#### PROVIDED DATA
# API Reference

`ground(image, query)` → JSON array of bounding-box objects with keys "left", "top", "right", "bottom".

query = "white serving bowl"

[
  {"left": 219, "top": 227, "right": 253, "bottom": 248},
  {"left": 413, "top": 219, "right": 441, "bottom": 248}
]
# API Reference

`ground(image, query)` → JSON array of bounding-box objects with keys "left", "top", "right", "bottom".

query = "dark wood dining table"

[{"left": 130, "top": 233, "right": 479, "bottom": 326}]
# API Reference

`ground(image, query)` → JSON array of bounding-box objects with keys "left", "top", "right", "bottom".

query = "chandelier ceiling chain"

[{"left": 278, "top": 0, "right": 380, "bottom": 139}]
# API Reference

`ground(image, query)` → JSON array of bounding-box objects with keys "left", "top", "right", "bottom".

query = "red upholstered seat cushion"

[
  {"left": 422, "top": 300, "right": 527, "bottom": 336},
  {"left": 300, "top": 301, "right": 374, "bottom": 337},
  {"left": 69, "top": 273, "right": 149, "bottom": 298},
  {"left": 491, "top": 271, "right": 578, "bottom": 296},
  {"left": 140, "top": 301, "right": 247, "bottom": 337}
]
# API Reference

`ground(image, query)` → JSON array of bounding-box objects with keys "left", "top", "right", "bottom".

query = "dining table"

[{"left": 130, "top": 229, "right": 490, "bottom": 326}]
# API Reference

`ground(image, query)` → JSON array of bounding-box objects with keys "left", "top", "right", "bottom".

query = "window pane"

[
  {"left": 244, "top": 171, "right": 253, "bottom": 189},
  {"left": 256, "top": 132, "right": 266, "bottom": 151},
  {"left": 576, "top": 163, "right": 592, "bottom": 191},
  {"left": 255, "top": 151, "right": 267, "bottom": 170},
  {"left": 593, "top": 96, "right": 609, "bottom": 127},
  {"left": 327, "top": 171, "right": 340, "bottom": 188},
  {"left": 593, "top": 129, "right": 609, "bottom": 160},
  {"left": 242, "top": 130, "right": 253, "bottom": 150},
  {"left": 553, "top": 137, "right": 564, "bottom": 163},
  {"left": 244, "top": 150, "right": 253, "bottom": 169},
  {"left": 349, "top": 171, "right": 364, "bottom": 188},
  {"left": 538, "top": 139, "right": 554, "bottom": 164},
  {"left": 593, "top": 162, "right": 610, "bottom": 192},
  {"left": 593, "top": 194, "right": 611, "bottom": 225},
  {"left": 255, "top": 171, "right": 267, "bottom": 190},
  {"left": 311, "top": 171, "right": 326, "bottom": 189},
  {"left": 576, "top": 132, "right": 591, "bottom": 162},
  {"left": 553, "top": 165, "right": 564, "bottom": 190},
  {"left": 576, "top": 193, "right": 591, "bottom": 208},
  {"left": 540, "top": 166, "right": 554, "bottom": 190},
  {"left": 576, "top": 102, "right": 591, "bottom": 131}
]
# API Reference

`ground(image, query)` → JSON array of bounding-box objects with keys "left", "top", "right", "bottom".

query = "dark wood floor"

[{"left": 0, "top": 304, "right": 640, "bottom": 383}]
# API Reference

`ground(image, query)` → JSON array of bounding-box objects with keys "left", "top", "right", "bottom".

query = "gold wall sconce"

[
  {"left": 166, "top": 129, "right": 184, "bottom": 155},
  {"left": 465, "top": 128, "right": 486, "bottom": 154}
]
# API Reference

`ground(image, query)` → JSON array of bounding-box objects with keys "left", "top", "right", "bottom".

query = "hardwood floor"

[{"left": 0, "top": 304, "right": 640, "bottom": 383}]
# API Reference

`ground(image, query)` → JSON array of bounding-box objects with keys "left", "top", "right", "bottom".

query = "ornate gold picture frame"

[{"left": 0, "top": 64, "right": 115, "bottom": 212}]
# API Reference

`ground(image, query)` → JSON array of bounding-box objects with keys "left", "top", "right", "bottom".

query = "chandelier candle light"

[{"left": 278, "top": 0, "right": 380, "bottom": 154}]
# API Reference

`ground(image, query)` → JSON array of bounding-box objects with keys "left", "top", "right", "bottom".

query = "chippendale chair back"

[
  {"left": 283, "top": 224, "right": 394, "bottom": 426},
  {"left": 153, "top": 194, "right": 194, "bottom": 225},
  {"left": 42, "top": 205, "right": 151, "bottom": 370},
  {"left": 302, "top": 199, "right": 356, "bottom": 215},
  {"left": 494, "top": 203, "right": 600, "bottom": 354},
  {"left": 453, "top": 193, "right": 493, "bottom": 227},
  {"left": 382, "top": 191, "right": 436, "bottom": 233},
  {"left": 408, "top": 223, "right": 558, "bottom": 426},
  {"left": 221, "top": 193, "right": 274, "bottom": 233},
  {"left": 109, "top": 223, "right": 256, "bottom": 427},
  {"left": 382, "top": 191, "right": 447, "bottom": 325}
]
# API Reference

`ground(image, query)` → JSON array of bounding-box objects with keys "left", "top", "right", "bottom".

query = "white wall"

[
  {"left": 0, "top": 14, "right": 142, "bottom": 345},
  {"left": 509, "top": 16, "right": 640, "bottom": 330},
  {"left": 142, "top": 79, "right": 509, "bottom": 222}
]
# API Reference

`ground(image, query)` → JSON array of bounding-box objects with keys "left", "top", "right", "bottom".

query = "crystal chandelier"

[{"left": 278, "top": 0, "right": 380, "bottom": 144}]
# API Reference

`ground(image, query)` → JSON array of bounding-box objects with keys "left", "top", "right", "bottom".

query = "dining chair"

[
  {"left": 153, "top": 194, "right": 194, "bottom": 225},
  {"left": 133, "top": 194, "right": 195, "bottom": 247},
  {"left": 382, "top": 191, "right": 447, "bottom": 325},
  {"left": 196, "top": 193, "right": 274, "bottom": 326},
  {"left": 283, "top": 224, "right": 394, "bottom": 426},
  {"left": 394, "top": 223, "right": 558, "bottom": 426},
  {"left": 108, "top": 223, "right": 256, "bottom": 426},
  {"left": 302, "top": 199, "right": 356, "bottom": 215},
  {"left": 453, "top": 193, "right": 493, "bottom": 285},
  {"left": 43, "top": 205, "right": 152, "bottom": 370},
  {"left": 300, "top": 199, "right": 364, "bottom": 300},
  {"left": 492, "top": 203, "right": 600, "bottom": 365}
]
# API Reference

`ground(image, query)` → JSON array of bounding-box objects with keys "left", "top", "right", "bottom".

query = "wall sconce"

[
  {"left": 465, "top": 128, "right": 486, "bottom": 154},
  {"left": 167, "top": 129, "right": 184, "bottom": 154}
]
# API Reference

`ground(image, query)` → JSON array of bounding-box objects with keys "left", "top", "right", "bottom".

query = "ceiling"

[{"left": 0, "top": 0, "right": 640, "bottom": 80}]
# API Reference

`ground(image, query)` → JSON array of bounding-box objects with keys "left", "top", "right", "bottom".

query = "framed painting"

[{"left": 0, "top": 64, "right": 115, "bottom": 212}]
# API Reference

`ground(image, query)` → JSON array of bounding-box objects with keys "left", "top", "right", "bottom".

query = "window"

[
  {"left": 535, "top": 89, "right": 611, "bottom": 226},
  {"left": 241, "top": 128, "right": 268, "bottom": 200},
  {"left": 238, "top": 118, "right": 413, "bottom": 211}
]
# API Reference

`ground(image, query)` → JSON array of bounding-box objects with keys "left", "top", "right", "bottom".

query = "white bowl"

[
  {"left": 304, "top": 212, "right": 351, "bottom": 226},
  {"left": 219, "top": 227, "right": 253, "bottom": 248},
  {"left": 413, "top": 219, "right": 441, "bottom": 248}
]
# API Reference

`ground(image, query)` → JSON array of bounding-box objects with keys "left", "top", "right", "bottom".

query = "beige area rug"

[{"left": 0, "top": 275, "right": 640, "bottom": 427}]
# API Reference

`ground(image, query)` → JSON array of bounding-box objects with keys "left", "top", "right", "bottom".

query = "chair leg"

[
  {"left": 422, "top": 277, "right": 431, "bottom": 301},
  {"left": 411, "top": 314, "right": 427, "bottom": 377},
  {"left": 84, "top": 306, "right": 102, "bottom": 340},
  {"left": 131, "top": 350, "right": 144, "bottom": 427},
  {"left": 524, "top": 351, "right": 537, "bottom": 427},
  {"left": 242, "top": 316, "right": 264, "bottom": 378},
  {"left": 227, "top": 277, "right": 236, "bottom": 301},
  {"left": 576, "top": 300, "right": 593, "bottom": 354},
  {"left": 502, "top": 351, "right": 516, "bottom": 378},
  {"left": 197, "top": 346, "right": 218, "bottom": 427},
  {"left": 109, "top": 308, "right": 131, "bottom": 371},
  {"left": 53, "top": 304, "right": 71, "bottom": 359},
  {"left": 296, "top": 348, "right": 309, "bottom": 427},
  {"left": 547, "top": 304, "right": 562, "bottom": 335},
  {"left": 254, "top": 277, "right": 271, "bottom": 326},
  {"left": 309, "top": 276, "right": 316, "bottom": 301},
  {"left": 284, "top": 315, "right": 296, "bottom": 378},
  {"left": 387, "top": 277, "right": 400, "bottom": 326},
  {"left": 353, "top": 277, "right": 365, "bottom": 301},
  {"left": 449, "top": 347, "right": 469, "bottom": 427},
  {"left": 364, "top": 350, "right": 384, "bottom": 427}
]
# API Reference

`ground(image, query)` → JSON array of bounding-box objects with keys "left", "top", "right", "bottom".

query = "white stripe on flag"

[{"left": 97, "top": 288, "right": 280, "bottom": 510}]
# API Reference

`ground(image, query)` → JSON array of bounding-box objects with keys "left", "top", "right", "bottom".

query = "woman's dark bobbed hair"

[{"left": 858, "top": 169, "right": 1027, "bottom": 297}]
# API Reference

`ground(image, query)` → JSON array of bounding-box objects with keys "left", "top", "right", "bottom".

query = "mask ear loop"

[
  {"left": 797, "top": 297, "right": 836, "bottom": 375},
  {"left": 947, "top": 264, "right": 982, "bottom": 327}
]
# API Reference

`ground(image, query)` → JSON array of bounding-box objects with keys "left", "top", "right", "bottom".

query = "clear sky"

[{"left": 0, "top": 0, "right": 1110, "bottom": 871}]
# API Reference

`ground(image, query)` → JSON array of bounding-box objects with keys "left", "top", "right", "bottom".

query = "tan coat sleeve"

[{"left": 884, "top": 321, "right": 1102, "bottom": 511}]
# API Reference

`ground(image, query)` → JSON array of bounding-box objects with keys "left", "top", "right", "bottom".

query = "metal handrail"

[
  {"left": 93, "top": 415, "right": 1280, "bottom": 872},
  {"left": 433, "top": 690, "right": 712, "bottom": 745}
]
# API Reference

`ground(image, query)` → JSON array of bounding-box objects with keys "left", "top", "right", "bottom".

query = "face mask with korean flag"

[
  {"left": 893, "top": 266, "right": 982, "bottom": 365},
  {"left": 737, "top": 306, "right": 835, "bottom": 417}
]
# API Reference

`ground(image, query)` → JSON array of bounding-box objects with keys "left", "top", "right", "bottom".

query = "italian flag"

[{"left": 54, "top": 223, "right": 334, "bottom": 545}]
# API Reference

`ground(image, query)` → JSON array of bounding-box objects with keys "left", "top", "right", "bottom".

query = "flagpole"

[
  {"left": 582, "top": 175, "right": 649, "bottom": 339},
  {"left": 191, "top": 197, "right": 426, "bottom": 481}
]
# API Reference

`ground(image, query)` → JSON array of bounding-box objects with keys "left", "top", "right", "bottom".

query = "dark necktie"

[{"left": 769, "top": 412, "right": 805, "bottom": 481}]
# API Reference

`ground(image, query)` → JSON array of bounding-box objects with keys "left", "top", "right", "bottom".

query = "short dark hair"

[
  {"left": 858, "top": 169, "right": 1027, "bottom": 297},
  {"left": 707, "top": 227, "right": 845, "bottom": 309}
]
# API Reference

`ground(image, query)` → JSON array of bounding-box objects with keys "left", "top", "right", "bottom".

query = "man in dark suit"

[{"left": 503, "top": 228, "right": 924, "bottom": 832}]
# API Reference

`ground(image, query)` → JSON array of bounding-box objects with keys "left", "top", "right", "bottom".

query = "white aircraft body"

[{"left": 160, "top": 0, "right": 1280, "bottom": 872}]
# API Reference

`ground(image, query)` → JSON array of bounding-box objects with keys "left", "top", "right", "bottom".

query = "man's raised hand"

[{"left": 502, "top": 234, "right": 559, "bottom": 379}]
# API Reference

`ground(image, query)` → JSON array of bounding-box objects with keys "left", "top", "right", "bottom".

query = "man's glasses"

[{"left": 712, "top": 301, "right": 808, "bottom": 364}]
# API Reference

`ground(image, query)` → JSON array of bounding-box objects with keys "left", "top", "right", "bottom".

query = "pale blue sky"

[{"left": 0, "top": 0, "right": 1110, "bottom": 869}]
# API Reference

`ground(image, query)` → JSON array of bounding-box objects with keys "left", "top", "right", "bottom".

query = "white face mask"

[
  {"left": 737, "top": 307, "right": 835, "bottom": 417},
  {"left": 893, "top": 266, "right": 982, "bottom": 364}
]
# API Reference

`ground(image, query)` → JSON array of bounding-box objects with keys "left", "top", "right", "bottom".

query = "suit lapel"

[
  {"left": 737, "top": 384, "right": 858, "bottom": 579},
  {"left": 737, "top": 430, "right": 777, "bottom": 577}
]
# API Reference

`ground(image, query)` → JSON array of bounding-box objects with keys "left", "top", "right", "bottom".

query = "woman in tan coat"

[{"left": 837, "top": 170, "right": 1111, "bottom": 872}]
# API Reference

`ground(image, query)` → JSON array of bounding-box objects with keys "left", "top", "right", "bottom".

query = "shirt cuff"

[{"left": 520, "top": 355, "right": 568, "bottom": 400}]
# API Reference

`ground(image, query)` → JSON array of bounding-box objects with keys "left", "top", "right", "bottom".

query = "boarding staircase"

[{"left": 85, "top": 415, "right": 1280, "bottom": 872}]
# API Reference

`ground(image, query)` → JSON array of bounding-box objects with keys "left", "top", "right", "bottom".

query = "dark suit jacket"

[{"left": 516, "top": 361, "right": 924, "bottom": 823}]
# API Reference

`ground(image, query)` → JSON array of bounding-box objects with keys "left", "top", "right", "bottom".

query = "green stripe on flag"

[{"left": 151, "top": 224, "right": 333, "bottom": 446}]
########
*DIRECTIONS:* Tally the lines in the rows above that contain the word "white", and give only that number.

*TASK RESULT:* 6